Please copy the records word for word, from the line containing "Check this image for the presence of any white" through the line containing "left=425, top=42, right=480, bottom=179", including both of those lines. Leave the pictures out of your copy.

------ The records

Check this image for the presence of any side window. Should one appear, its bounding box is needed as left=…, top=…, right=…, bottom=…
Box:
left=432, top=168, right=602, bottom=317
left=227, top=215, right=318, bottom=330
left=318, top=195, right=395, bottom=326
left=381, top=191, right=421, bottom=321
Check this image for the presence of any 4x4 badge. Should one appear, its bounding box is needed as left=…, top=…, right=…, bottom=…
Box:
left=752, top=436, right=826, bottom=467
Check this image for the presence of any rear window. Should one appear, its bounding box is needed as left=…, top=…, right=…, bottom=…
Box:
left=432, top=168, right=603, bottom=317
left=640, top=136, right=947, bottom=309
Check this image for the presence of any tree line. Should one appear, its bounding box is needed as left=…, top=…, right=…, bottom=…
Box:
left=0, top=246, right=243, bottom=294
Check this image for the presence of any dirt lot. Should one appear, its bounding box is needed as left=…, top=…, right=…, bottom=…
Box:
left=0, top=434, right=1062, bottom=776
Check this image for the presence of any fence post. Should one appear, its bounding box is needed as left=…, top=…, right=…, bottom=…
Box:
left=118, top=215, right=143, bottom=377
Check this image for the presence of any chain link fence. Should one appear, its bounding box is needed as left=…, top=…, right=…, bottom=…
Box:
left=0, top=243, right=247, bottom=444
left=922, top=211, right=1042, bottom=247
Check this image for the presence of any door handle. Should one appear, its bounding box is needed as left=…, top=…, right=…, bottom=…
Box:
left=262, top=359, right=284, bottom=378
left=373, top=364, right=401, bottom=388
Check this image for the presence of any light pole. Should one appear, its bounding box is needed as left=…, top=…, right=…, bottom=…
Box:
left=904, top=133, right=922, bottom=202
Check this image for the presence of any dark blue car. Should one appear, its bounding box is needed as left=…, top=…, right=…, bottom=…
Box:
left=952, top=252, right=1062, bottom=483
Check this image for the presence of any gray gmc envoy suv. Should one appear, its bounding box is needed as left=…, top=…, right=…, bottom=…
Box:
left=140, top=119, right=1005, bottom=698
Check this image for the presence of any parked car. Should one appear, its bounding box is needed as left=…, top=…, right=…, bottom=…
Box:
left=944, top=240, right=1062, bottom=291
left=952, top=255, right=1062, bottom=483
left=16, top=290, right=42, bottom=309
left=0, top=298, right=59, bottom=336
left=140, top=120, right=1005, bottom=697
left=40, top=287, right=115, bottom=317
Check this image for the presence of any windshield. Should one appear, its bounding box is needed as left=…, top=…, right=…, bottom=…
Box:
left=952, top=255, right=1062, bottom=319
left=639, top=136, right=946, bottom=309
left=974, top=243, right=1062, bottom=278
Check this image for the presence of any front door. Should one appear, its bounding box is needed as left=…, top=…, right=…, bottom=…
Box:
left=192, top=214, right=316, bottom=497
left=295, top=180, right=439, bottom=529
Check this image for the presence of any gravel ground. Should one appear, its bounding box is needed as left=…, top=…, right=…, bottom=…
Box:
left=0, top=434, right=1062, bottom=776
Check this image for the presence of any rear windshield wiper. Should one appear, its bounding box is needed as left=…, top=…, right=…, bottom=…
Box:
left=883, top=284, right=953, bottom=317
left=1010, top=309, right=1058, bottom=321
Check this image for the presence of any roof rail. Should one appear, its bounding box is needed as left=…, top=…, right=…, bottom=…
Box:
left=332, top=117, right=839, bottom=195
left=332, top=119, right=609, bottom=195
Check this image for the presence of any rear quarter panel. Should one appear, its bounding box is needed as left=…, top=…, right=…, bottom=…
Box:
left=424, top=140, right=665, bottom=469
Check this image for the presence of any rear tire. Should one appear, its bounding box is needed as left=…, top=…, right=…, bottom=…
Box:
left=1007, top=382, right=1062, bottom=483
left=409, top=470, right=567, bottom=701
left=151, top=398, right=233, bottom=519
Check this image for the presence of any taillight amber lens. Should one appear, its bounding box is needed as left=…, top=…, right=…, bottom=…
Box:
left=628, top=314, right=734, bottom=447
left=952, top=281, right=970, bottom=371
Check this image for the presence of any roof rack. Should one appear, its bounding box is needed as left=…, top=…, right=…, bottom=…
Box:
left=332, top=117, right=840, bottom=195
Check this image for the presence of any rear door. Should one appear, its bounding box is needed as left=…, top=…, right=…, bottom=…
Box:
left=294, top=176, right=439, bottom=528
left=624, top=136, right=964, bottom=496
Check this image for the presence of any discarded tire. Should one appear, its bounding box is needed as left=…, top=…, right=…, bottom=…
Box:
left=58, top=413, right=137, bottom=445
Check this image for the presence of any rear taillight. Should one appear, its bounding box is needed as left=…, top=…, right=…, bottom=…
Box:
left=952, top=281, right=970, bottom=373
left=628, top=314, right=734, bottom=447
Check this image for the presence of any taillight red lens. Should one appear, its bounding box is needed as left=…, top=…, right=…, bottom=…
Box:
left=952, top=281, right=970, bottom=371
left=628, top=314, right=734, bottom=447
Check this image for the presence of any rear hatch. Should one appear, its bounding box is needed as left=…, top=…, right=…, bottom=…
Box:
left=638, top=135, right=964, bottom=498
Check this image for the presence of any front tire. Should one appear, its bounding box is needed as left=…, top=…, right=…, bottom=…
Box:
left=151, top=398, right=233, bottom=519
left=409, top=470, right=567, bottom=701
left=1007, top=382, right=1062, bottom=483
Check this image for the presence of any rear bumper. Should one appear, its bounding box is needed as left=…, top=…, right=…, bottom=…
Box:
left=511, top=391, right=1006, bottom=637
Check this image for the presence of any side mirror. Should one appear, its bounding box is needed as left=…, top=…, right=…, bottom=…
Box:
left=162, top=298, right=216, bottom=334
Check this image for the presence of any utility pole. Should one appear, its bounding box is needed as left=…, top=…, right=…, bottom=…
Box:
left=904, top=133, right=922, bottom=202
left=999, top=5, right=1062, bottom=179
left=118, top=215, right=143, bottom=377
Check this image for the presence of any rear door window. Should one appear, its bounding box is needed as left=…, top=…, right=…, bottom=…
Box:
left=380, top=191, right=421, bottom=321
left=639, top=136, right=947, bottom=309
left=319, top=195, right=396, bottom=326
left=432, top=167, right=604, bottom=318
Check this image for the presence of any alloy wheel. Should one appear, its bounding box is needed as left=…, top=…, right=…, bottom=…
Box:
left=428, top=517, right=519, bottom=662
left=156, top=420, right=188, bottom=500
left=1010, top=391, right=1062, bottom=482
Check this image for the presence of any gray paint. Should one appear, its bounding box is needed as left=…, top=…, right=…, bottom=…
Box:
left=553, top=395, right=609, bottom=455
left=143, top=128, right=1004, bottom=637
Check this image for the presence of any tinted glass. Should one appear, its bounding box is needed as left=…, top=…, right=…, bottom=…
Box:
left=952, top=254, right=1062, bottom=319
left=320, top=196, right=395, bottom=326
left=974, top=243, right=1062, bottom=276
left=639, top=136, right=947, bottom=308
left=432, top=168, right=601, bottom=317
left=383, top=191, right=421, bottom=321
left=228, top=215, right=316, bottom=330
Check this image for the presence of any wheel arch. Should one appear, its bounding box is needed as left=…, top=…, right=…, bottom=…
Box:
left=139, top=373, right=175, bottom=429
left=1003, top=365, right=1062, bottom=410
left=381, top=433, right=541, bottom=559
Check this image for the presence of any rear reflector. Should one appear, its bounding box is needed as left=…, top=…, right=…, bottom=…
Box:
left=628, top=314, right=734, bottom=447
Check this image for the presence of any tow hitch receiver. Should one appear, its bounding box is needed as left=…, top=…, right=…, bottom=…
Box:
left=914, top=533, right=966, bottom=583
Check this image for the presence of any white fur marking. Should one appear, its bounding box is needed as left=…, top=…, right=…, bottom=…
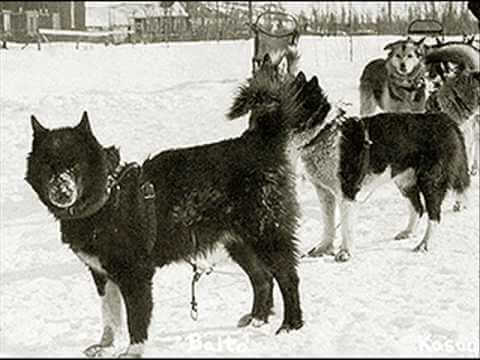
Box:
left=102, top=280, right=125, bottom=339
left=340, top=199, right=357, bottom=251
left=75, top=251, right=107, bottom=275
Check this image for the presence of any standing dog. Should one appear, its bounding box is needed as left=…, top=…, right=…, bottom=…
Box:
left=26, top=57, right=322, bottom=357
left=360, top=37, right=426, bottom=116
left=286, top=77, right=470, bottom=261
left=425, top=42, right=480, bottom=179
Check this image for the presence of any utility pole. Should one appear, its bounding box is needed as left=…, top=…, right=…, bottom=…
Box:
left=387, top=1, right=393, bottom=34
left=348, top=1, right=353, bottom=62
left=248, top=1, right=253, bottom=39
left=215, top=1, right=220, bottom=41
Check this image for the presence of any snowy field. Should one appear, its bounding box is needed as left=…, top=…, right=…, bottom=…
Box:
left=0, top=37, right=480, bottom=357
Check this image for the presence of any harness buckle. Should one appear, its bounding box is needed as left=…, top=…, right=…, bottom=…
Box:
left=141, top=181, right=155, bottom=199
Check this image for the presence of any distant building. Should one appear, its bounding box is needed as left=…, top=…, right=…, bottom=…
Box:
left=85, top=1, right=189, bottom=41
left=0, top=1, right=85, bottom=40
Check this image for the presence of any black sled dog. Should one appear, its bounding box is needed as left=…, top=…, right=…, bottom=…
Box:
left=297, top=101, right=470, bottom=261
left=244, top=67, right=470, bottom=261
left=26, top=56, right=322, bottom=357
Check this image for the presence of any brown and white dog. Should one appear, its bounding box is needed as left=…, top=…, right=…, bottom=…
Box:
left=360, top=37, right=426, bottom=116
left=425, top=41, right=480, bottom=179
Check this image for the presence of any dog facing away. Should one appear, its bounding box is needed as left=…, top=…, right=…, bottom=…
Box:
left=425, top=42, right=480, bottom=178
left=278, top=77, right=470, bottom=261
left=26, top=59, right=330, bottom=357
left=360, top=37, right=426, bottom=116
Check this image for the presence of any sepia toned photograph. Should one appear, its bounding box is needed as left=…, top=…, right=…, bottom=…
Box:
left=0, top=0, right=480, bottom=358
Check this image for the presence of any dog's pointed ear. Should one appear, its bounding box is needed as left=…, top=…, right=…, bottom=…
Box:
left=30, top=115, right=49, bottom=137
left=295, top=71, right=307, bottom=87
left=415, top=36, right=427, bottom=46
left=383, top=41, right=398, bottom=51
left=77, top=111, right=92, bottom=134
left=308, top=75, right=318, bottom=88
left=226, top=86, right=252, bottom=120
left=262, top=53, right=272, bottom=68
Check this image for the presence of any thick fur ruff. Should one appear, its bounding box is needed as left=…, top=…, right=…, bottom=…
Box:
left=360, top=38, right=426, bottom=116
left=26, top=75, right=319, bottom=356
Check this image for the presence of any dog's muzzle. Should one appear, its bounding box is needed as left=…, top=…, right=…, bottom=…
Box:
left=48, top=172, right=78, bottom=209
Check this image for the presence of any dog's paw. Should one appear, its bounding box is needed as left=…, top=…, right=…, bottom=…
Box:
left=413, top=240, right=428, bottom=253
left=394, top=230, right=413, bottom=240
left=335, top=249, right=352, bottom=262
left=118, top=343, right=144, bottom=358
left=308, top=244, right=335, bottom=257
left=237, top=314, right=253, bottom=327
left=83, top=344, right=115, bottom=358
left=237, top=314, right=268, bottom=328
left=275, top=320, right=304, bottom=335
left=250, top=318, right=268, bottom=328
left=453, top=201, right=467, bottom=212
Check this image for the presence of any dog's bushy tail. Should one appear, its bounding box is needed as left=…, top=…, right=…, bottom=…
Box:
left=444, top=115, right=470, bottom=194
left=425, top=42, right=480, bottom=71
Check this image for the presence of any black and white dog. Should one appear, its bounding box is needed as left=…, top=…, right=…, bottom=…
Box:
left=299, top=104, right=470, bottom=261
left=246, top=68, right=470, bottom=261
left=26, top=57, right=323, bottom=357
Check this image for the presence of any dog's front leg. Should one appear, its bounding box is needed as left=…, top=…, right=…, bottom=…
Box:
left=308, top=185, right=336, bottom=257
left=84, top=270, right=124, bottom=357
left=118, top=271, right=153, bottom=358
left=335, top=198, right=355, bottom=262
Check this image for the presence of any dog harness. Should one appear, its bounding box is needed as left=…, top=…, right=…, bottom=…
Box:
left=388, top=64, right=426, bottom=103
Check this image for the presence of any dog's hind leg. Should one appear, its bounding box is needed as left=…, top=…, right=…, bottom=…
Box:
left=308, top=184, right=336, bottom=257
left=395, top=185, right=424, bottom=240
left=360, top=84, right=377, bottom=117
left=118, top=265, right=154, bottom=357
left=335, top=199, right=355, bottom=262
left=84, top=270, right=125, bottom=357
left=413, top=171, right=447, bottom=252
left=262, top=238, right=303, bottom=334
left=226, top=243, right=273, bottom=327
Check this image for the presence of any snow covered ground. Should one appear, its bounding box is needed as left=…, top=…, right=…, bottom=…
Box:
left=0, top=37, right=480, bottom=357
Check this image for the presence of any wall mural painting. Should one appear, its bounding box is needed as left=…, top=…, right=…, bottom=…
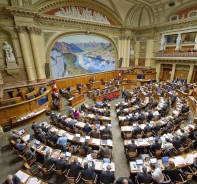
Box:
left=50, top=35, right=115, bottom=79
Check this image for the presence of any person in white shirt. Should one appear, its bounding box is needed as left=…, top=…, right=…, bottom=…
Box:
left=153, top=111, right=159, bottom=116
left=150, top=164, right=164, bottom=183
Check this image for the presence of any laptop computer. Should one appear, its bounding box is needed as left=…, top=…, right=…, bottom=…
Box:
left=161, top=157, right=169, bottom=167
left=103, top=158, right=111, bottom=163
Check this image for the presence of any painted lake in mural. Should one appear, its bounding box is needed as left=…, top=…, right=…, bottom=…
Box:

------------

Solution below >>
Check this image for the presence of any white fur marking. Should one appear, its bounding box is needed as left=…, top=…, right=…, bottom=…
Box:
left=102, top=280, right=125, bottom=339
left=340, top=199, right=357, bottom=251
left=75, top=251, right=107, bottom=275
Check this image for the presence of any standing dog. Should one appear, its bounding box is needed as left=…, top=…, right=…, bottom=…
Box:
left=26, top=57, right=322, bottom=357
left=360, top=37, right=426, bottom=116
left=286, top=77, right=470, bottom=261
left=425, top=42, right=480, bottom=179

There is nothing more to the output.